Dr Chibli Mallat (Promo 1977)
 «Excellence et leadership dans l'éducation : éléments d'un programme présidentiel»

 

[Album photos] [L'Orient-Le Jour (article de 58kb en pdf)]

Dans le cadre des rencontres périodiques, Le Club Charles Hélou, Collège Notre-Dame de Jamhour et L’Amicale des Anciens ont eu une rencontre-débat avec Dr Chibli Mallat (Promo 1977), avocat, candidat à la présidence de la République, autour du thème :

«Excellence et leadership dans l'éducation : éléments d'un programme présidentiel».
Lieu : Salle de conférences Naoum Khattar (Centre Sportif, Culturel et Social du Collège)
Date : Jeudi 27 avril 2006, de 18h00 à 19h30

_________________

Il est commun d'associer excellence et éducation, et il devient de plus en plus rare d'ouvrir une brochure d'école ou d'université, ou la lettre annuelle de son directeur, sans se faire marteler par le souci pour cette institution d'offrir l'excellence à tous les niveaux, y compris le sport. Un certain agacement s'installe dans la mesure où le concept en devient galvaudé, qui rappelle ces phrases poncifs qu'on pouvait entendre en exergue à toute présentation au fil des mois qui ont précédé l'an deux mille, -- référence oblige de salutation au troisième millénaire. Jusqu'au jour où les orateurs sont apparus de plus en plus embarrassés d'accommoder la dure réalité arithmétique qui veut que le troisième millénaire débutait en 2001 et non en l'an 2000, en attendant de rougir de la panique planétaire du bogue 2000, tigre en papier qui révèle la fragilité de la masse humaine qui se croyait civilisée, mille ans après la Grand Peur de l'an Mil. On en est resté donc les dernières années 90 à la fascination du troisième millénaire chrétien. J'avais moi-même succombé, comme tant d'autres, à la métaphore grandiloquente dans le petit ouvrage qui me sert encore de programme, préparé en 1998 sous le titre 'Défis présidentiels'. 'A l'orée du troisième millénaire,' disait la présentation, 'le Liban se trouve à la croisée de chemins. Soit le malaise étouffe notre créativité, soit cette créativité triomphe. Le destin du pays en dépend, et l'esprit d'une nouvelle présidence déterminera si le Liban se bâtira sur les qualités réelles du pays, ou s'il s'enfoncera encore plus dans la fange de la médiocrité.' ( Défis Présidentiels, Beyrouth 1998, Présentation, 8).

◆ **Exercices**
(a) D'après la page, dans quelle salle la rencontre-débat a-t-elle eu lieu ?
(b) Relevez toutes les années écrites en quatre chiffres dans la page, chacune une seule fois.

◆ **Lignes de données**

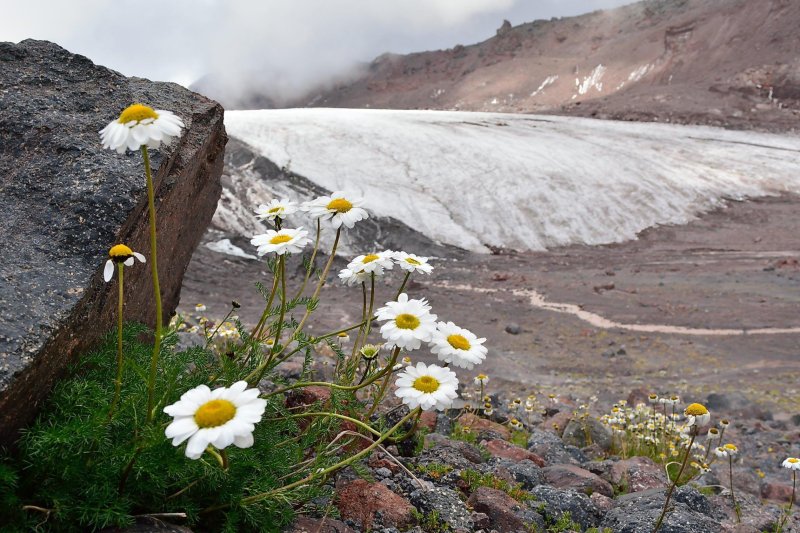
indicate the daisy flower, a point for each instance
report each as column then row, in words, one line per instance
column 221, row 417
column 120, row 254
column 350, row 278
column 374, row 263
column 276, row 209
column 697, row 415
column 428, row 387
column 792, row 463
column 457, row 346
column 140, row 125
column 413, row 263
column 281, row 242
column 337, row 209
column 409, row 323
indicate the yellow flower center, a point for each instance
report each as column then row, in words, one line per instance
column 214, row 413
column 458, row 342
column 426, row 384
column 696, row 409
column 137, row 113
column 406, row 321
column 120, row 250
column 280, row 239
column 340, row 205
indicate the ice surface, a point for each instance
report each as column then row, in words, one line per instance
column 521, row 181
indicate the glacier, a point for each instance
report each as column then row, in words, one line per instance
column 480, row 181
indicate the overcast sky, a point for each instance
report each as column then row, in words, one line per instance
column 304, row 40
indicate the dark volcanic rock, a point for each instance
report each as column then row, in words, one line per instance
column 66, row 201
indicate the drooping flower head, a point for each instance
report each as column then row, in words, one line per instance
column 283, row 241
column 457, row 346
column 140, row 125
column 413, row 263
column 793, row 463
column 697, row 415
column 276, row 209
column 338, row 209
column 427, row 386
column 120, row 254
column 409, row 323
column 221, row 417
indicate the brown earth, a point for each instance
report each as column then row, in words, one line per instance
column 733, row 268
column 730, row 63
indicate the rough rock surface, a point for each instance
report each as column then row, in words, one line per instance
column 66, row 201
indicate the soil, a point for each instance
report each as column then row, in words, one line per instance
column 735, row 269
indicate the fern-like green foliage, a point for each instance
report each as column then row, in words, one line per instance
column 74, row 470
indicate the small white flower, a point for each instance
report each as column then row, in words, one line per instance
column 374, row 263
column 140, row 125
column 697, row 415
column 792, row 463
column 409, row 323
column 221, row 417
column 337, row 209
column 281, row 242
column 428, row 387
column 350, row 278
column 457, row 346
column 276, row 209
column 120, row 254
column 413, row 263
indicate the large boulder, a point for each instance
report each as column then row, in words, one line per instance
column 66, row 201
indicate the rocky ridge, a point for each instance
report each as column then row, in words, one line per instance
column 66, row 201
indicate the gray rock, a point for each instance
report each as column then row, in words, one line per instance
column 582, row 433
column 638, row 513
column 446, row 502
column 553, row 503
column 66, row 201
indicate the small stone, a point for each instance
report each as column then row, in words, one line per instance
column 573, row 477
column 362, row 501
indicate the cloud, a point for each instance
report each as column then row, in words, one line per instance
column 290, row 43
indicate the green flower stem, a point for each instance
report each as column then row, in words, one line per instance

◆ **Réponses par tâche**
(a) Dans la salle de conférences Naoum Khattar, au Centre Sportif, Culturel et Social du Collège.

(b) 1977, 2006, 2000, 2001, 1998